§ **Provided passage**:
»»

On Tuesday 3rd July we held our third annual lecture on the subject “The Line Dividing Good and Evil” to a packed audience at the Royal Geographical Society in London. Dr Gwen Adshead, forensic psychiatrist at Broadmoor High Security Hospital, delivered the lecture, supported on stage by three contributors who shared some of their own personal narratives. These were: Marian Partington whose sister was murdered by Fred and Rosemary West; Erwin James, the Guardian columnist and former prisoner who has served a life sentence for murder; and Kemal Pervanic, survivor of the notorious Ormaska concentration camp in Bosnia.
When an article appeared in the Evening Standard about Dr Adshead the day before the lecture, we were suddenly inundated by requests from people desperate to attend, many of whom had never heard of The Forgiveness Project. It meant, unfortunately, that we had to turn many disappointed people away. However, we have filmed the entire event and will posting it on line during the next few weeks.
Gwen Adshead spoke about the recognition of the “dark matter” in every human heart, about the genesis of evil and the creation of monster stories. Marian Partington articulated her journey of healing through the exploration of language, while Erwin James followed on from Marian explaining his own sense of disquiet standing in the shadow of her immense sorrow. He explained how he “owed it” to his victims to make something of his life. Kemal described the shock and betrayal you feel when your former teachers and classmates become your enemy: for him forgiveness has been the only way to reconcile with the trauma.
The inspiration for the lecture came from a quote by the Russian author and prisoner of conscience, Alexander Solzhenitsyn, which I discovered a few months after founding The Forgiveness Project in 2004. I love this quote because it fits perfectly with the ethos and philosophy of everything we’re trying to do.
“If only there were evil people somewhere insidiously committing evil deeds, and it were necessary only to separate them from the rest of us and destroy them. But the line dividing good and evil cuts through the heart of every human-being. And who is willing to destroy a piece of his own heart?”

««

§ **Records**:

»»

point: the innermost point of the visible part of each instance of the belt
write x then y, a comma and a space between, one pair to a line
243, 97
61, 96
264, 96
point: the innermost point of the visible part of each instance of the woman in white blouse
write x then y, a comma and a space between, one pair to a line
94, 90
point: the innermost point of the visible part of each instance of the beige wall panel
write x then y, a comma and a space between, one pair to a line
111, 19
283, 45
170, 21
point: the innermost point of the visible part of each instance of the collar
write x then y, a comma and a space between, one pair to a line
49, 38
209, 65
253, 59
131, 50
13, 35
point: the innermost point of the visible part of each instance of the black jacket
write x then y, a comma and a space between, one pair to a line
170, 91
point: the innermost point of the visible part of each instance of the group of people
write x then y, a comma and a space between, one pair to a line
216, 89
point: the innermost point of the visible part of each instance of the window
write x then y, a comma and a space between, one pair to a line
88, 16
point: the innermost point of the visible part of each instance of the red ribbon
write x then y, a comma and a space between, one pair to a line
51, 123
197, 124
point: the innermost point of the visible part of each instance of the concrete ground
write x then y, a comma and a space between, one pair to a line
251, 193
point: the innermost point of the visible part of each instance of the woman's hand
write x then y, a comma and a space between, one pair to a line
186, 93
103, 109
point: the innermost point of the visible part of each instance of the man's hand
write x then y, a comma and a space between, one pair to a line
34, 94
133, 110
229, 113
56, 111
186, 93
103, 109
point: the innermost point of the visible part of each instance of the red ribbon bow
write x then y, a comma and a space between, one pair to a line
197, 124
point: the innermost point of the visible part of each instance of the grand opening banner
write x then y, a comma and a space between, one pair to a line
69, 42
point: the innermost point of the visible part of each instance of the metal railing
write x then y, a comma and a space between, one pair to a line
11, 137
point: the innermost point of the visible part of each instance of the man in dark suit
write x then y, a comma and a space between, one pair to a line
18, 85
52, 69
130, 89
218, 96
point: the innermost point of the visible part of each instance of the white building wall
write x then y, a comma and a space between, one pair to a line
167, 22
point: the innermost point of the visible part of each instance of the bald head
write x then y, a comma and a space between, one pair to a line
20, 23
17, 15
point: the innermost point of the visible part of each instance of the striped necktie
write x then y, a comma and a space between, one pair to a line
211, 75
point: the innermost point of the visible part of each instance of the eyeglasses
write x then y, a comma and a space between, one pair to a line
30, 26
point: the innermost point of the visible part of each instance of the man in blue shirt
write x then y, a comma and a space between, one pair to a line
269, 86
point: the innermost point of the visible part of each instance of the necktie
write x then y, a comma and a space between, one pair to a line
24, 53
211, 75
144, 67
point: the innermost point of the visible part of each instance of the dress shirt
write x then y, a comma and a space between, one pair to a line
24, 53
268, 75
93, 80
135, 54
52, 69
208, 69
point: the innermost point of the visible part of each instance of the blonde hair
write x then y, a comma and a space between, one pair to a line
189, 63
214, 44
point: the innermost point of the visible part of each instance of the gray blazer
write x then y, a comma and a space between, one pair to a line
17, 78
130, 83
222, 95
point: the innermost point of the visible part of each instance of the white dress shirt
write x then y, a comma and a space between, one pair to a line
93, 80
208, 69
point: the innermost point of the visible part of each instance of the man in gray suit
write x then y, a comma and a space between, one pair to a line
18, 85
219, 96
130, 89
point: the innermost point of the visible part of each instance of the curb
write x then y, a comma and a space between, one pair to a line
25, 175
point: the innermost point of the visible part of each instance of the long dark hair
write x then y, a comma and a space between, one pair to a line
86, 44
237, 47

««

§ **Work task**: Write out the lecture account word for word from "When an article" to "next few weeks.". The listing has no connection to the lecture account.

§ **Result for this exercise**:
When an article appeared in the Evening Standard about Dr Adshead the day before the lecture, we were suddenly inundated by requests from people desperate to attend, many of whom had never heard of The Forgiveness Project. It meant, unfortunately, that we had to turn many disappointed people away. However, we have filmed the entire event and will posting it on line during the next few weeks.